● Work order: Make an exact copy of the records below. Include every line.
··· The input
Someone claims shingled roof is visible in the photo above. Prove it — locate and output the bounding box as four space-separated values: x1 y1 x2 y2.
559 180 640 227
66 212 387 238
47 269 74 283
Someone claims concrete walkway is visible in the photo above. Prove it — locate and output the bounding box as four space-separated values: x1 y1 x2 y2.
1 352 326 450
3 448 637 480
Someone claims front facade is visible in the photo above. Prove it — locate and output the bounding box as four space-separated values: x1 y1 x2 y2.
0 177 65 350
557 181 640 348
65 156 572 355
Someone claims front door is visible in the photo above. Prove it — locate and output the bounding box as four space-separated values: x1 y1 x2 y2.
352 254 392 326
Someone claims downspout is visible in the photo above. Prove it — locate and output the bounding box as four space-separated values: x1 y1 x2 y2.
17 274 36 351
······
● Your solution:
Someone claims shingled roof is visible in the photo above. Prove it — locate and output the bounding box as four space-separated values: x1 y1 x2 y2.
559 180 640 227
66 212 387 238
47 269 74 283
Someone claims concrete walkway is visible in the photo above. Prove it — locate and output the bounding box as four space-separated values: x1 y1 x2 y2.
1 352 326 450
3 448 637 480
Someone claims front facade is visible in the photo above. Prove it — locate and output the bounding box as four space-separated values: x1 y1 x2 y2.
0 177 65 350
557 181 640 348
65 156 572 355
Someone claims front door is visible in the photo above. Prove it — locate and output the bounding box as four space-separated values: x1 y1 x2 y2.
352 254 392 326
Someone claims downspout is visible in the photo above. Prove it — locate and output the bounding box as four space-separated values: x1 y1 x2 y2.
17 274 36 351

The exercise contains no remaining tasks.